• **ANGEZEIGTE DATEN**:
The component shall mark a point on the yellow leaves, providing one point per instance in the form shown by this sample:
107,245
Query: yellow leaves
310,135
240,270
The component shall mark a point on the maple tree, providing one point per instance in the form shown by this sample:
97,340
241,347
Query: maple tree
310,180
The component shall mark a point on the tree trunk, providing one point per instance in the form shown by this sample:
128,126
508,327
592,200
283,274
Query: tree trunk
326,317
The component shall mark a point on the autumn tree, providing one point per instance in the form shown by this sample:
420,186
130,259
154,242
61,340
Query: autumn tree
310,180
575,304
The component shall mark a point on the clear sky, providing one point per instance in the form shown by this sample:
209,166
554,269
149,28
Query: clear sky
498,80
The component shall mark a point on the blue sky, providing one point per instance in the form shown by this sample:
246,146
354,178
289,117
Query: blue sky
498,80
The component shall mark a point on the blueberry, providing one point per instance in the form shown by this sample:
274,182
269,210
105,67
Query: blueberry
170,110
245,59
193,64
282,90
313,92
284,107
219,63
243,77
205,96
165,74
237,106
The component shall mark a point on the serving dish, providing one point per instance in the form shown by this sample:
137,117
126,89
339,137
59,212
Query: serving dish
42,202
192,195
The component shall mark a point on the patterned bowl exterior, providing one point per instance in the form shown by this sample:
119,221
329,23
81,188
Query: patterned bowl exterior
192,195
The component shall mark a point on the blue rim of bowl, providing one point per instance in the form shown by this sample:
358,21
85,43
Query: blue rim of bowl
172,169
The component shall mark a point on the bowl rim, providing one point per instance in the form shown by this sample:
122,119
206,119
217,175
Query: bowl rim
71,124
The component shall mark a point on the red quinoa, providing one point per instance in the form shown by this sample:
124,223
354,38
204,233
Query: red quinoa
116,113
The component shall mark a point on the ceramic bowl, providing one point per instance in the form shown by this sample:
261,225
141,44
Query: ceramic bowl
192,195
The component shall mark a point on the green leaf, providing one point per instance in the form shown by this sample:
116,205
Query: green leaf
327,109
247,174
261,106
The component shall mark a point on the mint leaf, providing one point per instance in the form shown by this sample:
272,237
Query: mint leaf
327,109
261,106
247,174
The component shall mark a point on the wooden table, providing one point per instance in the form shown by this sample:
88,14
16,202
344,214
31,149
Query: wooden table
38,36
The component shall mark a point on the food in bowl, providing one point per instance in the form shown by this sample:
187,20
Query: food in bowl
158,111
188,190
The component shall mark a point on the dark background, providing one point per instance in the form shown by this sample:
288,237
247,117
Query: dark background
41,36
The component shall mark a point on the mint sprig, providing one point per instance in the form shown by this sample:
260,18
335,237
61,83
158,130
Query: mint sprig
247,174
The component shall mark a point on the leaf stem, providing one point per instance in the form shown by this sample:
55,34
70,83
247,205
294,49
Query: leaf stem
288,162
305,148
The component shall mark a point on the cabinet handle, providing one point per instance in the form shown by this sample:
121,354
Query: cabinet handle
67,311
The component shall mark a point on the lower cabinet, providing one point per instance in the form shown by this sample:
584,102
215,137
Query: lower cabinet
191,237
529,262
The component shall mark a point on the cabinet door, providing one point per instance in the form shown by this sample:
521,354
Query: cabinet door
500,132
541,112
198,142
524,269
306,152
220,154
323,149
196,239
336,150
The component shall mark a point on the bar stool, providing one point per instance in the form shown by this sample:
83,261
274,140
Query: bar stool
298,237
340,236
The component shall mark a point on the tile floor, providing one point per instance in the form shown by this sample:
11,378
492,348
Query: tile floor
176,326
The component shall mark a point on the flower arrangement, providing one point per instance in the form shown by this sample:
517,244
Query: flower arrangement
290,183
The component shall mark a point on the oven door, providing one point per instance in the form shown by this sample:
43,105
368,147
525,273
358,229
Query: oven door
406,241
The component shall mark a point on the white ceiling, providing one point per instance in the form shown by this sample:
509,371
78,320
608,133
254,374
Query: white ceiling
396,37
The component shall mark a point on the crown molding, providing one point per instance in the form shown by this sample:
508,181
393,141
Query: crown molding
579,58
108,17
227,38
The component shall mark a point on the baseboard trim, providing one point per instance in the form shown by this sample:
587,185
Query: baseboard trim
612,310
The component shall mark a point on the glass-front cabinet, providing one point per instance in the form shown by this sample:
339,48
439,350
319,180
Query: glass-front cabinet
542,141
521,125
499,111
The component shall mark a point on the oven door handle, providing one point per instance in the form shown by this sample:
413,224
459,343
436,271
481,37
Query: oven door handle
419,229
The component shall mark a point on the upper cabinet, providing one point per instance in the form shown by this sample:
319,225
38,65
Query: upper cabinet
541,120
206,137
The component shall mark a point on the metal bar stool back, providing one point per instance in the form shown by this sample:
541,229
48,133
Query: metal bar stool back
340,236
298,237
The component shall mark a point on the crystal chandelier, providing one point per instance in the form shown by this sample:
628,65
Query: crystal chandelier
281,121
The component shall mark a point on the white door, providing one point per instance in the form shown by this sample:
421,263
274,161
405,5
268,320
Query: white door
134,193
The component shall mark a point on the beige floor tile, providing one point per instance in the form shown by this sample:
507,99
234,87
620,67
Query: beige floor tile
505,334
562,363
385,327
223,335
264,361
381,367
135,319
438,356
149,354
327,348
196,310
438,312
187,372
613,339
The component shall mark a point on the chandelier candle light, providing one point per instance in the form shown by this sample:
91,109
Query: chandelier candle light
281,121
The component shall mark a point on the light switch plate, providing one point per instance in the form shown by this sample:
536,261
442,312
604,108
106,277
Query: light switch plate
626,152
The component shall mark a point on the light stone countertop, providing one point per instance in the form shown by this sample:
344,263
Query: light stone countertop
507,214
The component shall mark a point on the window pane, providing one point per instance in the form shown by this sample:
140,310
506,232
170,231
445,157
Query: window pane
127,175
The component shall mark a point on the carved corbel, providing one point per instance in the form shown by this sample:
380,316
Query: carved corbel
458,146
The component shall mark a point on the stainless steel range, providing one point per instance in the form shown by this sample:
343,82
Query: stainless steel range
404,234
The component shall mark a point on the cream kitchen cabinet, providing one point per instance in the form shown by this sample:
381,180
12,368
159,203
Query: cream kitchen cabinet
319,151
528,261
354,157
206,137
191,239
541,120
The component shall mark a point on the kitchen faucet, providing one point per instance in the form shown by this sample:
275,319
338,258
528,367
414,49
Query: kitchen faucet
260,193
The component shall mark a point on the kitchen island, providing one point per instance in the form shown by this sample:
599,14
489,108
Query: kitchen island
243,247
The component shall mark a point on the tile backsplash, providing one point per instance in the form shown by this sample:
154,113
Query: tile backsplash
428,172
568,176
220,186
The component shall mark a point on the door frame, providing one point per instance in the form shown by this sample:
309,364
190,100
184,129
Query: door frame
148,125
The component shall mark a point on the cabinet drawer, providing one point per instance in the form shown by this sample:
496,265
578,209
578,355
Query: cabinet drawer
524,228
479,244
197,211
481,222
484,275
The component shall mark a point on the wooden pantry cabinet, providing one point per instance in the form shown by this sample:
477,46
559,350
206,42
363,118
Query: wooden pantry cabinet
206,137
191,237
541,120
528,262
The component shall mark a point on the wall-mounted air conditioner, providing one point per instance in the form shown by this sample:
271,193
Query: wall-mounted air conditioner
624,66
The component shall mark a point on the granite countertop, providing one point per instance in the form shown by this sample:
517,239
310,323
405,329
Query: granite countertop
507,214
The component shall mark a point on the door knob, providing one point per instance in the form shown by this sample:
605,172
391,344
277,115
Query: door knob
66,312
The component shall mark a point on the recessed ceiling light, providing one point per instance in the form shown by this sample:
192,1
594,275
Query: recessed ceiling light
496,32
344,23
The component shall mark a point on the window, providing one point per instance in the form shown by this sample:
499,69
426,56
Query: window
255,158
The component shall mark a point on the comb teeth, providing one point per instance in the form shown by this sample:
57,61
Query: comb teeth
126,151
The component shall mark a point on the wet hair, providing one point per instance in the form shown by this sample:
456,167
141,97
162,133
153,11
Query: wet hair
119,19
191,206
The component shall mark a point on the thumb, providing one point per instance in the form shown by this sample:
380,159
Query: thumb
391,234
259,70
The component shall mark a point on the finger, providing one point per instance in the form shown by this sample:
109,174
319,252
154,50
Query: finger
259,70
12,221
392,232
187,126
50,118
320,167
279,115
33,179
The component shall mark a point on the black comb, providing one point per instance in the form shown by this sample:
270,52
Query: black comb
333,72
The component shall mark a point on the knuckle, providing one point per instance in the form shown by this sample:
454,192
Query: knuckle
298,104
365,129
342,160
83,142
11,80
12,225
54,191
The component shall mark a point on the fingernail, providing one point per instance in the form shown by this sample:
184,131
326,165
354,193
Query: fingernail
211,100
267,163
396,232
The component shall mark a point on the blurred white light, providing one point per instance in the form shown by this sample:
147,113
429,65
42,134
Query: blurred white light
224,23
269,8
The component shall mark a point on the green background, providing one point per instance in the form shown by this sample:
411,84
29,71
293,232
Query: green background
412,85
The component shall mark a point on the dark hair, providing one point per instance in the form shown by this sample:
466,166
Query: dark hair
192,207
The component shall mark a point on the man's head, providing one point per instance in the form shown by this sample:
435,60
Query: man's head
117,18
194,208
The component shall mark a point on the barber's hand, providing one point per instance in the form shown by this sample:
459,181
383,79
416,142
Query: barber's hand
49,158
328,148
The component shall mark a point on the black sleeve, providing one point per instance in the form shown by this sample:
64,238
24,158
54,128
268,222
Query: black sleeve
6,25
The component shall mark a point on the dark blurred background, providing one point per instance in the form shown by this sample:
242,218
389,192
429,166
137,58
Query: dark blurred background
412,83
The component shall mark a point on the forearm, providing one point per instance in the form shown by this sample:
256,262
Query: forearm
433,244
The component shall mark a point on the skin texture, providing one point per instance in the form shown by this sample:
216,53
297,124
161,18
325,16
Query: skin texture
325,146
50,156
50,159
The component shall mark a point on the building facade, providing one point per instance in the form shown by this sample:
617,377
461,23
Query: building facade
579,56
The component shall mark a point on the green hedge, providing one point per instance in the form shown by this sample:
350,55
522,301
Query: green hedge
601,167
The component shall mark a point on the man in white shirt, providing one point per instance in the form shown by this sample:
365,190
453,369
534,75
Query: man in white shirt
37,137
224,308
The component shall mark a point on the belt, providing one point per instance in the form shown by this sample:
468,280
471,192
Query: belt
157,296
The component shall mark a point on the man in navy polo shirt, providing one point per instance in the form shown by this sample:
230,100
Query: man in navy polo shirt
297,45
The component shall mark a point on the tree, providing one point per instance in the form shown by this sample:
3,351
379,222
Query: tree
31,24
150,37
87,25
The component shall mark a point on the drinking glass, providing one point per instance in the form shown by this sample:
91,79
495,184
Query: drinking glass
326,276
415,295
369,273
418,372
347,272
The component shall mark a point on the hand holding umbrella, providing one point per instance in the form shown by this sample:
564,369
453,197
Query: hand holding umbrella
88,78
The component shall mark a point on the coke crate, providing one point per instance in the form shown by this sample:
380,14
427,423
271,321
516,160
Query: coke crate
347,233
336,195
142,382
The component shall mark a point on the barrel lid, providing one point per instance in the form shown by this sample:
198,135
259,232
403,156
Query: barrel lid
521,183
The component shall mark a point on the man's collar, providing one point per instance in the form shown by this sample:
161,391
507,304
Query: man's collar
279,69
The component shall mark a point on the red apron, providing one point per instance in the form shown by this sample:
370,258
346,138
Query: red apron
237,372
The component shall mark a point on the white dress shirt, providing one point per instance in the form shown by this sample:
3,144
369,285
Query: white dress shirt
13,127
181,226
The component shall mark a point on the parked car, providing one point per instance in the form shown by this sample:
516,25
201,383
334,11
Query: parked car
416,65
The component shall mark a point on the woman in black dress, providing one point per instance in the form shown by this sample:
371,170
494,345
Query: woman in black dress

• **GESTELLTE AUFGABE**: Schreibe den Teil der Daten unverändert ab, der mit der Zeile beginnt, die „The component shall mark a point on the barrel“ enthält, und bis zum Ende der Daten reicht. Diese Zeile und die letzte Zeile gehören beide dazu.

• **VOLLSTÄNDIGE ANTWORT**:
The component shall mark a point on the barrel lid, providing one point per instance in the form shown by this sample:
198,135
259,232
403,156
Query: barrel lid
521,183
The component shall mark a point on the man's collar, providing one point per instance in the form shown by this sample:
161,391
507,304
Query: man's collar
279,69
The component shall mark a point on the red apron, providing one point per instance in the form shown by this sample:
370,258
346,138
Query: red apron
237,372
The component shall mark a point on the white dress shirt, providing one point per instance in the form shown by this sample:
3,144
369,285
Query: white dress shirt
13,127
181,226
The component shall mark a point on the parked car, providing one point per instance in the form shown by this sample:
516,25
201,383
334,11
Query: parked car
416,65
The component shall mark a point on the woman in black dress, providing one point per instance in the form shown by this sample:
371,170
494,345
Query: woman in black dress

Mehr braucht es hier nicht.